• Consigne A
Compte les lignes de la liste qui contiennent la chaîne « line », en respectant la casse, et donne seulement ce nombre.

• Extrait
==========

A compléter

Qui seront les dirigeants du XXIème siècle ?

Tribune initialement publiée dans le Huffington Post, actualisée sur Medium.

Je ne sais pas si les dirigeants de notre pays s’en sont bien rendu compte, mais le monde a changé. Le temps que nous débattions du futur, quelqu’un est déjà en train de l’inventer. Une révolution numérique a eu lieu. Oui, elle n’est pas en chemin mais déjà bien ancrée. Innovation, collaboration, création, plus rien ne sera jamais comme avant, notamment pour une génération qui a appris à grandir avec les nouveaux outils technologiques. Tous les secteurs économiques sont concernés mais surtout notre rapport au monde se transforme. Le monde est à la portée de nos mains, nos communautés d’intérêts également. Nous cultivons notre identité à travers les “tribus” que nous intégrons en ligne et au-delà. Nous exprimer librement, avec authenticité, pour partager qui nous sommes et espérons devenir devient un réflexe. Nous sommes interconnectés, et ce, en permanence.

==========

• La liste

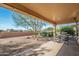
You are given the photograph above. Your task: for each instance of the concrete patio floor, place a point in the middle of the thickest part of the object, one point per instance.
(71, 49)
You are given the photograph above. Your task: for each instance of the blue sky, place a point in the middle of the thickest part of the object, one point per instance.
(6, 21)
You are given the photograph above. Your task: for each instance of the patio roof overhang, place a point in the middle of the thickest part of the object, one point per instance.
(56, 13)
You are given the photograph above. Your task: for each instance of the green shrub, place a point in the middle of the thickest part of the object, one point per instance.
(68, 29)
(47, 34)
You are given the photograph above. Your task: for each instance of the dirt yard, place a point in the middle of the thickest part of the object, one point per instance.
(26, 45)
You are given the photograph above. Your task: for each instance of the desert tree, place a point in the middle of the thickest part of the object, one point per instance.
(28, 21)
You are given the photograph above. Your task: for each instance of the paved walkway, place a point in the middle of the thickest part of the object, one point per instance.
(70, 49)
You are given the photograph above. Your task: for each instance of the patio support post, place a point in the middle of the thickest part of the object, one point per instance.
(55, 31)
(76, 26)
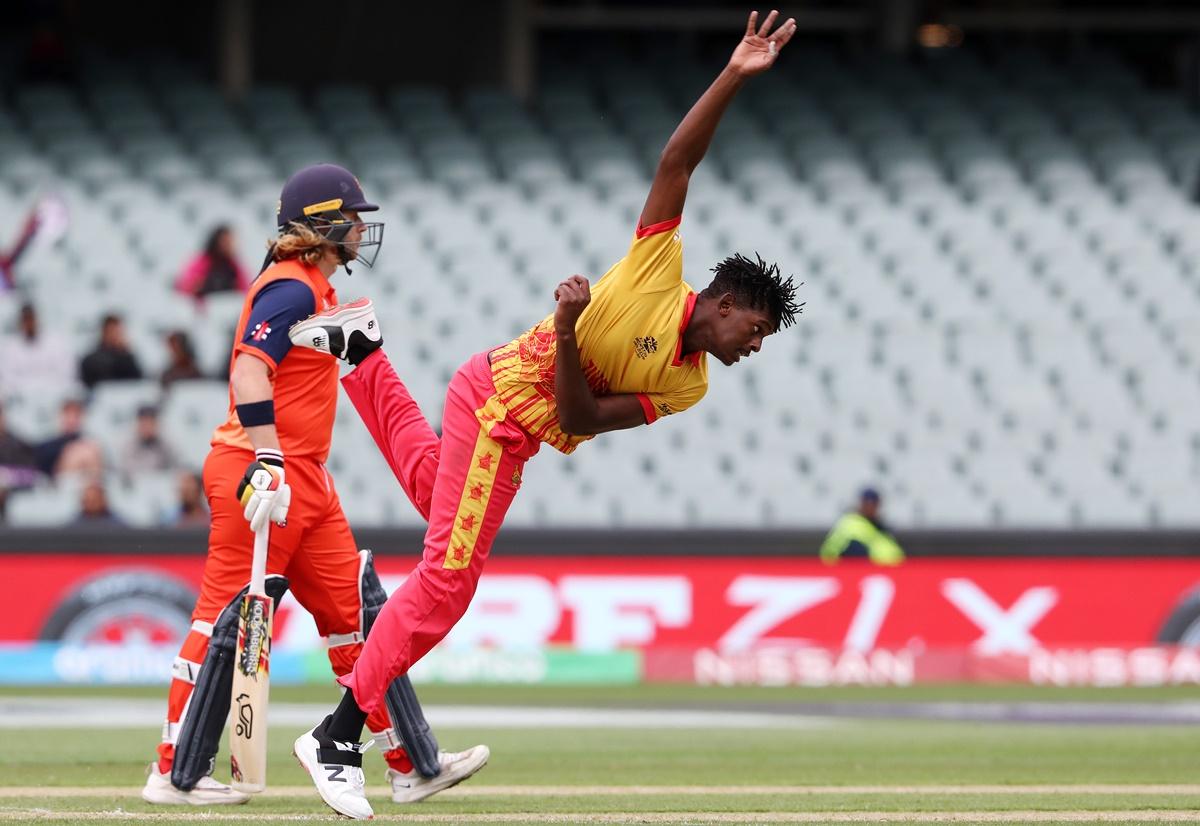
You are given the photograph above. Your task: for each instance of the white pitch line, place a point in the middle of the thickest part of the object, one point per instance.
(478, 790)
(111, 713)
(694, 818)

==========

• Consigne B
D'après la tribune sur les dirigeants du XXIe siècle, dans quel média a-t-elle d'abord paru ?

• Réponse A
1

• Réponse B
Dans le Huffington Post.